## EXERCISE DIRECTIONS
With every mark kept, transcribe all of the records.

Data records
==============================

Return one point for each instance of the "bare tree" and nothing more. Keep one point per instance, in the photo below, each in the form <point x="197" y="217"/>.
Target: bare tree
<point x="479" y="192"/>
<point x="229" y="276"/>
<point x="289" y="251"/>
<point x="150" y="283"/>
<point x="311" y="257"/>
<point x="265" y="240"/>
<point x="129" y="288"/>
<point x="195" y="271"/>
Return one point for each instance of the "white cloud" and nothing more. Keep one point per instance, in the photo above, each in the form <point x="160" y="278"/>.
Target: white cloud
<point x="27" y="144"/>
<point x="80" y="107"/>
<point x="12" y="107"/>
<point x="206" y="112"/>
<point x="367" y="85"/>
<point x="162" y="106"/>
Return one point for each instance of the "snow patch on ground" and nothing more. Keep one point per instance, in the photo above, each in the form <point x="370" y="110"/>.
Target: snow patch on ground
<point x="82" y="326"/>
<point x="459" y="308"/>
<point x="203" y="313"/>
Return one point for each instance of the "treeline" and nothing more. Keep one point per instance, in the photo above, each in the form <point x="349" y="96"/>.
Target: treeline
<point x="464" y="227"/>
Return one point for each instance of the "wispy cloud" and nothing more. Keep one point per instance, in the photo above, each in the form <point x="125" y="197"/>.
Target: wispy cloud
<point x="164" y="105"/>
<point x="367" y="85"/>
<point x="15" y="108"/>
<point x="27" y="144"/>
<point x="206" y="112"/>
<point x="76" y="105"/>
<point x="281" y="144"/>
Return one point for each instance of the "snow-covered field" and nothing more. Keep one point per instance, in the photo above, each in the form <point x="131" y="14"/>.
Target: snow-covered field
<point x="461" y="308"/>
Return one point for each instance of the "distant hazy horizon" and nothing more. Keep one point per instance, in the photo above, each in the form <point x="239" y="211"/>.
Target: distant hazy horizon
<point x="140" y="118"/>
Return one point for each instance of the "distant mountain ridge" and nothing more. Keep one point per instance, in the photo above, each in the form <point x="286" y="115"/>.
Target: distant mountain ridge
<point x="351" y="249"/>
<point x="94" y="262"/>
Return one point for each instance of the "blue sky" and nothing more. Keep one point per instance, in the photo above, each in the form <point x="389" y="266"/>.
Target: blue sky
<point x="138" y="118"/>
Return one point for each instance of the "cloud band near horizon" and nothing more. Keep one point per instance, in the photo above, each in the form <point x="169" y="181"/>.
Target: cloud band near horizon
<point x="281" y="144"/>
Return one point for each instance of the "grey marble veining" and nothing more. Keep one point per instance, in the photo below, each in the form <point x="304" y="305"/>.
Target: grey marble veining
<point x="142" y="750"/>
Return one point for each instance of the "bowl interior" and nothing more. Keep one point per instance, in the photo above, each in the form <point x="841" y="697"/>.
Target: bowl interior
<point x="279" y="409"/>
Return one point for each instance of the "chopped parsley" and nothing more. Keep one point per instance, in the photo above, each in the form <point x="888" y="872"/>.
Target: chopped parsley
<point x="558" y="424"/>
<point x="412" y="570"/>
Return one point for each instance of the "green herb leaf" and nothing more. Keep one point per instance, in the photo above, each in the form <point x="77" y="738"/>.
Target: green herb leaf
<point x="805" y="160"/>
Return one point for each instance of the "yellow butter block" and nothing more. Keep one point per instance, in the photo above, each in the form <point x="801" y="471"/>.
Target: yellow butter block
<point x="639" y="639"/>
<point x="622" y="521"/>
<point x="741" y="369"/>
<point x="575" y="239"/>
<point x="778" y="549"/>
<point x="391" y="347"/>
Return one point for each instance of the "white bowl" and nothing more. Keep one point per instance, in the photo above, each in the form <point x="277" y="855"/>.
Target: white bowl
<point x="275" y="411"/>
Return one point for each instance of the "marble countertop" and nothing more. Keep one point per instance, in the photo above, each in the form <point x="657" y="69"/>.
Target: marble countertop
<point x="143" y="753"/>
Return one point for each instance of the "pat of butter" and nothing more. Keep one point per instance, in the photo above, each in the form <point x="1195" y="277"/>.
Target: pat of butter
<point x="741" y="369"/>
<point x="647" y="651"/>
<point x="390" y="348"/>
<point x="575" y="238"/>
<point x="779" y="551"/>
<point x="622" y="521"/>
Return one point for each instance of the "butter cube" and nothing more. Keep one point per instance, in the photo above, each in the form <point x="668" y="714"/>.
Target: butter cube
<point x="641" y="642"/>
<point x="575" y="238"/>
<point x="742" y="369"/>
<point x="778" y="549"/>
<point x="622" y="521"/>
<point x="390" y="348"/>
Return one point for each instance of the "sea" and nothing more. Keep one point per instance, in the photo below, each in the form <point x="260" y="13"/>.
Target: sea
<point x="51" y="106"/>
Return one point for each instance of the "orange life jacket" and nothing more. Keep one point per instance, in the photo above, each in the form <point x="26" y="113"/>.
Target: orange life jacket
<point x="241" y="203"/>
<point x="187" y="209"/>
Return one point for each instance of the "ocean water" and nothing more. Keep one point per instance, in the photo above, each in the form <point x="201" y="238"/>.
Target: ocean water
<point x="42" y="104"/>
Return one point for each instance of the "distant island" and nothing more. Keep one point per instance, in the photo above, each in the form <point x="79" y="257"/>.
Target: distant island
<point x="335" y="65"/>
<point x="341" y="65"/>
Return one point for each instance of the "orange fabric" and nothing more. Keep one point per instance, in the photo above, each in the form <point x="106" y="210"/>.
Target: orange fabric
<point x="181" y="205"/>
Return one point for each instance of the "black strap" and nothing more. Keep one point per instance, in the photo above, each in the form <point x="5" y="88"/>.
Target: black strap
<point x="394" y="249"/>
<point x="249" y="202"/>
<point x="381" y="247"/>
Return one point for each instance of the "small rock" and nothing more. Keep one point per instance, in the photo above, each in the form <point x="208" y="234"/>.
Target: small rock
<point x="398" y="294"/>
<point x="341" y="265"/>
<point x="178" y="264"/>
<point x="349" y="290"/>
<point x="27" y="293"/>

==============================

## EXERCISE OUTPUT
Return one point for each instance of the "bare tree" and nothing more. Keep one point per instance, in the photo below, each in the form <point x="197" y="217"/>.
Target: bare tree
<point x="479" y="192"/>
<point x="229" y="276"/>
<point x="289" y="251"/>
<point x="150" y="283"/>
<point x="311" y="257"/>
<point x="265" y="240"/>
<point x="129" y="288"/>
<point x="195" y="271"/>
Return one point for each instance of the "white cloud" and nothing more. Keep one point per instance, in the photo above, each in the form <point x="160" y="278"/>.
Target: white cloud
<point x="27" y="144"/>
<point x="80" y="107"/>
<point x="12" y="107"/>
<point x="206" y="112"/>
<point x="367" y="85"/>
<point x="162" y="106"/>
Return one point for each instance of the "snow patch on ground" and nothing more. Keep one point per instance, in the photo above, each in the form <point x="370" y="110"/>.
Target: snow patch on ground
<point x="82" y="326"/>
<point x="459" y="308"/>
<point x="203" y="313"/>
Return one point for each instance of the "treeline" and nothing more. Keep one point per instance, in the photo above, each in the form <point x="349" y="96"/>.
Target: treeline
<point x="464" y="227"/>
Return one point for each instance of the "wispy cloud" and nothing more. Keep one point per instance, in the photo above, each in the form <point x="125" y="197"/>.
Target: wispy cloud
<point x="164" y="105"/>
<point x="367" y="85"/>
<point x="15" y="108"/>
<point x="27" y="144"/>
<point x="206" y="112"/>
<point x="76" y="105"/>
<point x="281" y="144"/>
Return one point for each instance of the "snow-covered field" and nothing more. Keep one point per instance, in the photo above, each in the form <point x="131" y="14"/>.
Target: snow-covered field
<point x="461" y="308"/>
Return one point for each instance of the "distant hazy horizon" and nothing more. Keep one point per instance, in the photo above, each in the form <point x="239" y="211"/>.
Target: distant hazy horizon
<point x="140" y="118"/>
Return one point for each instance of the "distant mountain ridge" and nothing more. Keep one point per instance, in the photo above, each in the form <point x="286" y="115"/>.
Target: distant mountain ridge
<point x="351" y="249"/>
<point x="94" y="262"/>
Return one point for each instance of the "blue sky" and nothing more. Keep one point per instance, in the photo above, each in the form <point x="389" y="266"/>.
Target: blue sky
<point x="138" y="118"/>
Return one point for each instance of the "cloud band near horizon" and nothing more. Keep one point per instance, in the photo above, each in the form <point x="169" y="181"/>.
Target: cloud band near horizon
<point x="281" y="144"/>
Return one point for each instance of the "grey marble veining" and nothing more. Keep one point per instance, in the photo below, each in the form <point x="304" y="305"/>.
Target: grey marble veining
<point x="142" y="750"/>
Return one point for each instance of the "bowl interior" and nothing more. Keep one point per instance, in the photo above, each in the form <point x="841" y="697"/>.
Target: bowl interior
<point x="279" y="409"/>
Return one point for each instance of the "chopped parsley" and nothing more. Keep one point per instance, in the photo above, each in the form <point x="888" y="872"/>.
Target: chopped parsley
<point x="558" y="424"/>
<point x="412" y="570"/>
Return one point for each instance of the "green herb leaf" and nothing more. Keep one point per instance, in the photo above, each in the form <point x="77" y="738"/>.
Target: green herb leaf
<point x="805" y="160"/>
Return one point for each instance of the "yellow butter block" and nothing more. Keep one point per instance, in the photo above, each in the form <point x="801" y="471"/>.
Target: yellow butter block
<point x="639" y="639"/>
<point x="622" y="521"/>
<point x="741" y="369"/>
<point x="575" y="239"/>
<point x="778" y="549"/>
<point x="391" y="347"/>
Return one point for each instance of the "white bowl" and nothing more. Keep one point per instance, in the photo above, each in the form <point x="277" y="855"/>.
Target: white bowl
<point x="275" y="411"/>
Return one point for each instance of the "marble countertop" and nothing more. Keep one point per instance, in the photo above, each in the form <point x="657" y="69"/>.
Target: marble countertop
<point x="143" y="753"/>
Return one point for each instance of the "pat of butter" and nothing more. Keep one point per instance, in the photo above, each in the form <point x="1195" y="277"/>.
Target: pat of butter
<point x="741" y="369"/>
<point x="647" y="651"/>
<point x="390" y="348"/>
<point x="575" y="238"/>
<point x="779" y="551"/>
<point x="622" y="521"/>
Return one point for each instance of the "butter cube" and nothing more. Keep one point per instance, in the photo above, each in the form <point x="668" y="714"/>.
Target: butter cube
<point x="641" y="642"/>
<point x="575" y="238"/>
<point x="742" y="369"/>
<point x="778" y="549"/>
<point x="622" y="521"/>
<point x="390" y="348"/>
Return one point for each instance of the "sea" and nothing more. Keep one point per instance, in the photo below, each in the form <point x="260" y="13"/>.
Target: sea
<point x="51" y="106"/>
Return one point for each instance of the "orange life jacket" and nothing more. Keep one point per instance, in the photo above, each in the form <point x="26" y="113"/>.
Target: orange life jacket
<point x="241" y="203"/>
<point x="187" y="209"/>
Return one point for each instance of the "ocean water" and nothing more. Keep one point per instance, in the photo above, each in the form <point x="201" y="238"/>.
Target: ocean water
<point x="42" y="104"/>
Return one point for each instance of the "distant island" and nothing more. Keep one point per instance, in the photo above, each in the form <point x="79" y="257"/>.
Target: distant island
<point x="335" y="65"/>
<point x="341" y="65"/>
Return one point for each instance of the "orange fabric" and nothing more. Keep one point per instance, in the photo above, each in the form <point x="106" y="210"/>.
Target: orange fabric
<point x="181" y="205"/>
Return one point for each instance of the "black strap" and nothing more. Keep one point per instance, in the photo above, each in the form <point x="5" y="88"/>.
Target: black strap
<point x="394" y="249"/>
<point x="249" y="202"/>
<point x="381" y="247"/>
Return one point for each instance of the "small rock" and nothing more. Keep one point per instance, in the photo above, each in the form <point x="208" y="234"/>.
Target: small rock
<point x="398" y="294"/>
<point x="341" y="265"/>
<point x="178" y="264"/>
<point x="349" y="290"/>
<point x="27" y="293"/>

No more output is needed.